[Segmentation mask data]
=== Begin Enclosure ===

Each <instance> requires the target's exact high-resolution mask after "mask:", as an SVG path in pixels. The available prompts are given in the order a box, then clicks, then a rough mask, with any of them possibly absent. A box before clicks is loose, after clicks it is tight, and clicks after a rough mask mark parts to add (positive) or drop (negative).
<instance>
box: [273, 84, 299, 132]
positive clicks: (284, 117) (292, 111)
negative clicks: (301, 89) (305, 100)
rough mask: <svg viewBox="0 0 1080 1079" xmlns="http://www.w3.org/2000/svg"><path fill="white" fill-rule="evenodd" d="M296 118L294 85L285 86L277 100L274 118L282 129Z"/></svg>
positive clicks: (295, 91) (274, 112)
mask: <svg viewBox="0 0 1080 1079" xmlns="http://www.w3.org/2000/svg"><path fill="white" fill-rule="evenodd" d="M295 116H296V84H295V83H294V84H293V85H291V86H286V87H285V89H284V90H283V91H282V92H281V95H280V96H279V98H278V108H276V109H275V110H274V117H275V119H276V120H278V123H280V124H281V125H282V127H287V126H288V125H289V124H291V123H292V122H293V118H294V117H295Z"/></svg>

=== End Enclosure ===

Render every one of the segmentation mask data lines above as a JSON array of strings, with one string per line and blank lines omitted.

[
  "Each <instance> requires the target's exact high-resolution mask after \"mask:\", as an SVG path in pixels. The available prompts are given in the order a box, then clicks, then a rough mask, with any of them possibly absent. A box before clicks is loose, after clicks it is tight, and clicks after a rough mask mark parts to add (positive) or drop (negative).",
  "<instance>",
  "box: [273, 84, 299, 132]",
  "positive clicks: (284, 117) (292, 111)",
  "negative clicks: (301, 89) (305, 100)",
  "rough mask: <svg viewBox=\"0 0 1080 1079\" xmlns=\"http://www.w3.org/2000/svg\"><path fill=\"white\" fill-rule=\"evenodd\" d=\"M296 118L294 85L285 86L277 100L274 118L282 129Z\"/></svg>",
  "positive clicks: (295, 91) (274, 112)",
  "mask: <svg viewBox=\"0 0 1080 1079\" xmlns=\"http://www.w3.org/2000/svg\"><path fill=\"white\" fill-rule=\"evenodd\" d=\"M295 116H296V84H295V83H294V84H293V85H291V86H286V87H285V89H284V90H283V91H282V92H281V95H280V96H279V98H278V108H276V109H275V110H274V117H275V119H276V120H278V123H280V124H281V125H282V127H287V126H288V125H289V124H291V123H292V122H293V118H294V117H295Z\"/></svg>"
]